What is Hashing & Digital Signature in The Blockchain?
Hi, everyone. Today, we’re going to be talking about the word blockchain and breaking it down to understand what does it mean when someone says, “Blockchain.” We’re going to take the time to understand the cryptography behind the blockchain technology. There are two main cryptographic concepts that underpin blockchain technology. The first is hashing, and the second is digital signatures.
What is Hashing & Digital Signature in The Blockchain?
Hashing refers to the concept of taking an arbitrary amount of input data, applying some algorithm to it, and generating a fixed-size output data called the hash. The input can be any number of bits that could represent a single character, an MP3 file, an entire novel, a spreadsheet of your banking history, or even the entire Internet. The point is that the input can be infinitely big. The hashing algorithm can be chosen depending on your needs and there are many publicly available hashing algorithms. The point is that the algorithm takes the infinite input of bits, applies some calculations to them, and outputs a finite number of bits. For example, 256 bits.
What can this hash be used for? A common usage for hashes today is to fingerprint files, also known as check zones. This means that a hash is used to verify that a file has not been tampered with or modified in any way not intended by the author. If WikiLeaks, for example, publishes a set of files along with their MD5 hashes, whoever downloads those files can verify that they are actually from WikiLeaks by calculating the MD5 hash of the downloaded files, and if the hash doesn’t match what was published by WikiLeaks, then you know that the file has been modified in some way.
How does the blockchain make use of hashes? Hashes are used in blockchains to represent the current state of the world. The input is the entire state of the blockchain, meaning all the transactions that have taken place so far and the resulting output hash represents the current state of the blockchain. The hash is used to agree between all parties that the world state is one in the same, but how are these hashes actually calculated?
The first hash is calculated for the first block or the Genesis block using the transactions inside that block. The sequence of initial transactions is used to calculate a block hash for the Genesis block. For every new block that is generated afterward, the previous block’s hash is also used, as well as its own transactions, as input to determine its block hash. This is how a chain of blocks is formed, each new block hash pointing to the block hash that came before it. This system of hashing guarantees that no transaction in the history can be tampered with because if any single part of the transaction changes, so does the hash of the block to which it belongs, and any following blocks’ hashes as a result. It would be fairly easy to catch any tampering as a result because you can just compare the hashes. This is cool because everyone on the blockchain only needs to agree on 256 bits to represent the potentially infinite state of the blockchain. The Ethereum blockchain is currently tens of gigabytes, but the current state of the blockchain, as of this recording, is this hexadecimal hash representing 256 bits.

→ **Brief**: Transcribe the passage of the text on hashing and digital signatures in the blockchain, starting with "What can this" and going on through "in some way.".

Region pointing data
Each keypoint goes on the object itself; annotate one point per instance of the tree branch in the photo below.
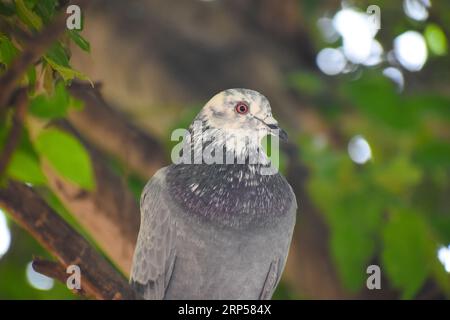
(13, 138)
(54, 270)
(98, 278)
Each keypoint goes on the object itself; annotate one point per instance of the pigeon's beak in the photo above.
(274, 127)
(276, 130)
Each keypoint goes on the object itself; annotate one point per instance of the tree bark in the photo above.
(98, 278)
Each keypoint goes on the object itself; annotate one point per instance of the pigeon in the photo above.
(217, 230)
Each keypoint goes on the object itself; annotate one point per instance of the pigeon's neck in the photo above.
(207, 145)
(229, 195)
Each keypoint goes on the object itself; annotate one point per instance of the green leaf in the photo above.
(28, 16)
(7, 50)
(46, 9)
(31, 76)
(398, 176)
(405, 253)
(79, 40)
(436, 40)
(352, 251)
(67, 156)
(24, 165)
(58, 55)
(67, 73)
(54, 106)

→ **Response to the exercise**:
What can this hash be used for? A common usage for hashes today is to fingerprint files, also known as check zones. This means that a hash is used to verify that a file has not been tampered with or modified in any way not intended by the author. If WikiLeaks, for example, publishes a set of files along with their MD5 hashes, whoever downloads those files can verify that they are actually from WikiLeaks by calculating the MD5 hash of the downloaded files, and if the hash doesn’t match what was published by WikiLeaks, then you know that the file has been modified in some way.